### Input data

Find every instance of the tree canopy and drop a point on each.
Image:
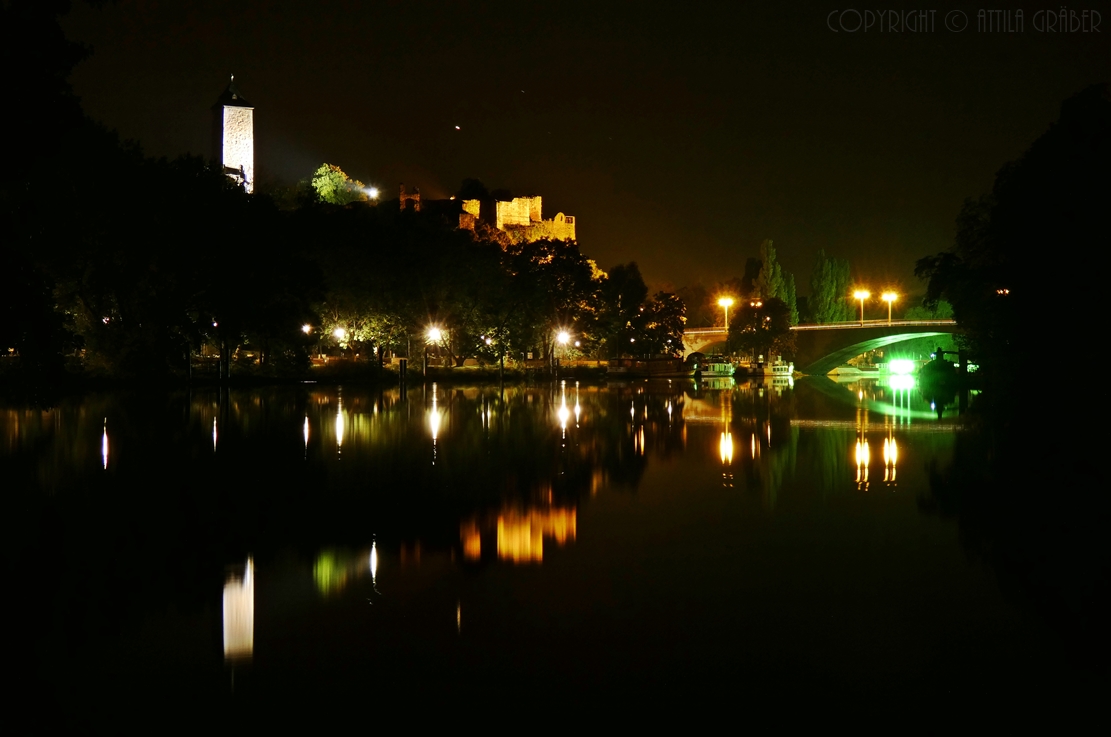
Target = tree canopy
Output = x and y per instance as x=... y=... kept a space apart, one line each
x=1048 y=207
x=830 y=286
x=334 y=187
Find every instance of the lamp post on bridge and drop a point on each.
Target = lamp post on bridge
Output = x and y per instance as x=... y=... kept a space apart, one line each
x=861 y=295
x=888 y=297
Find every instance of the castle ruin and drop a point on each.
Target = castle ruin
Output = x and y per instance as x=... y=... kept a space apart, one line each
x=519 y=218
x=233 y=136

######

# Your assignment:
In your copy of the records above, include every line exactly but no pictures.

# Expected answer:
Find every instance of the tree canopy and drop a point on each.
Image:
Target = tree canopy
Output = x and y per instance as x=... y=... kept a space apart, one line each
x=1048 y=207
x=830 y=286
x=334 y=187
Find every instance of the lamp post on bridge and drop a point on each.
Target = lamp post on bridge
Output = x and y per instance as x=... y=... kept a space apart, one line each
x=861 y=295
x=888 y=297
Find every instance of the castle ruin and drop a point on each.
Target = castle ruin
Output = x and y per instance as x=... y=... kept a space apart, one line each
x=519 y=218
x=233 y=136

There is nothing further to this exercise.